*Alıntı*.
9 Temmuz 2012

Muharrem Kaptan'dan "hayattan esintiler"

KAYNANA’YA AĞIT
Gelinlerine çok eziyet eden bir kaynana varmış. Her gün sabahtan akşam yatana kadar hiç susmaz gelinlerinin burnundan getirirmiş.
Kaynana vefat etmiş.
Gelinler ağıt yakarak ağlıyorlarmış. “Ah anamız ne iyi bir kadındı ağzından bal damlardı bizi hiç üzmezdi”.
Büyük gelin , “Ah anam bizi nasıl bırakıp ta gittin” deyip göğsünü yumrukluyor hem de mezarı kazana bakarak “OY ANAM OY DERİN OY DERİN OY” diyormuş .
Ortanca gelin , hem ağlıyor hem de “anam çok iyiydi bizi nasıl bıraktı” diyor ve mezar kazana bakarak “UZAK KOY, UZAK KOY” diyormuş.
Küçük gelin, diğer gelinlerin ağıtları üzerine hem ağlayıp göğsünü yumrukluyor hem de “ONDA O GÖZ VARİKEN, GELİR O GELİR O” diyormuş.
Kaynanaları gelinleri o kadar bezdirmiş ki ölmesine rağmen hala gelecek diye korkuyorlarmış.
Necmi Girit’e Teşekkürler..

MUSKANIN HİKMETİ
Kayınpeder 1940’lı yıllarda Beykoz Umur yeri’nde askerlik yapıyormuş. Birliğin kantinini çalıştırıyormuş. Mutfak ta çalışan saf bir asker varmış. Bu asker Yuşa tepesindeki caminin bakımını ve bekçiliğini yapan ailenin kızına sevdalanmış. Ama kız ona bakmıyormuş.
Kayınpeder beş vakit namazını kıldığı için ona “Kazım se bilirsin. Bu kıza şirinlik muskası yazdıracak bir hoca var mı ? Varsa yazdıralım” diye her gün başının etini yiyormuş. Kayınpeder sık sık Anadolu Kavağı’nda oturan babamın dayısı Şevki dayıya uğrarmış. Konuyu ona açmış. O da “kolay ben yazıyorum gel yazalım” demiş.
Üç tane kâğıda bir şeyler yazmış sonra bir bezin içine koyup muska şeklinde dikmiş. “Bunları ona ver, birini kızın evinin önündeki ağacın dalına bağlasın , birini evin kapı eşiğine gömsün, birini de kendi üzerinde taşısın” demiş. Kayınpeder birliğe dönüp muskaları vermiş. Bir süre sonra o saf asker “Kazım muskalar işe yaradı. Kız benimle konuşuyor, bana gülüyor” diyormuş. Ama o sıralar askerlerden artan yemekleri devamlı o aileye taşıyor, onlar da ineklerine yediriyormuş. Bir süre sonra yeni askerler gelip mevcut çoğalınca yemek artığı da azalmış. Tabii ki bu da kızın bununla konuşmasını engelliyormuş.

*Kaynak Veriler*.
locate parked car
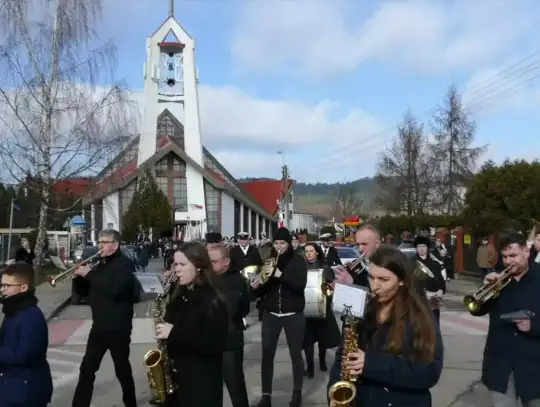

*Yapılacak İşler*.
1: Metinde kızın saf askerle konuşmasına engel olan şey nedir? Bir ile üç cümleyle açıklayınız.
2: Metnin "9 Temmuz 2012" ile başlayıp "Necmi Girit’e Teşekkürler.." ile biten bölümünü, "Ortanca gelin" adını "İkinci gelin" olarak değiştirip yeniden yazınız.
Satırlar başka bir kaynaktan alınmıştır.

*Cevap Anahtarı*.
1: Yeni askerler gelip birliğin mevcudu çoğalınca askerlerden artan yemek azalmıştır. Saf asker bu artan yemekleri kızın ailesine taşıyor, aile de bunları ineklerine yediriyordu. Bu nedenle yemek artığının azalması kızın onunla konuşmasını engellemiştir.

2:
9 Temmuz 2012

Muharrem Kaptan'dan "hayattan esintiler"

KAYNANA’YA AĞIT
Gelinlerine çok eziyet eden bir kaynana varmış. Her gün sabahtan akşam yatana kadar hiç susmaz gelinlerinin burnundan getirirmiş.
Kaynana vefat etmiş.
Gelinler ağıt yakarak ağlıyorlarmış. “Ah anamız ne iyi bir kadındı ağzından bal damlardı bizi hiç üzmezdi”.
Büyük gelin , “Ah anam bizi nasıl bırakıp ta gittin” deyip göğsünü yumrukluyor hem de mezarı kazana bakarak “OY ANAM OY DERİN OY DERİN OY” diyormuş .
İkinci gelin , hem ağlıyor hem de “anam çok iyiydi bizi nasıl bıraktı” diyor ve mezar kazana bakarak “UZAK KOY, UZAK KOY” diyormuş.
Küçük gelin, diğer gelinlerin ağıtları üzerine hem ağlayıp göğsünü yumrukluyor hem de “ONDA O GÖZ VARİKEN, GELİR O GELİR O” diyormuş.
Kaynanaları gelinleri o kadar bezdirmiş ki ölmesine rağmen hala gelecek diye korkuyorlarmış.
Necmi Girit’e Teşekkürler..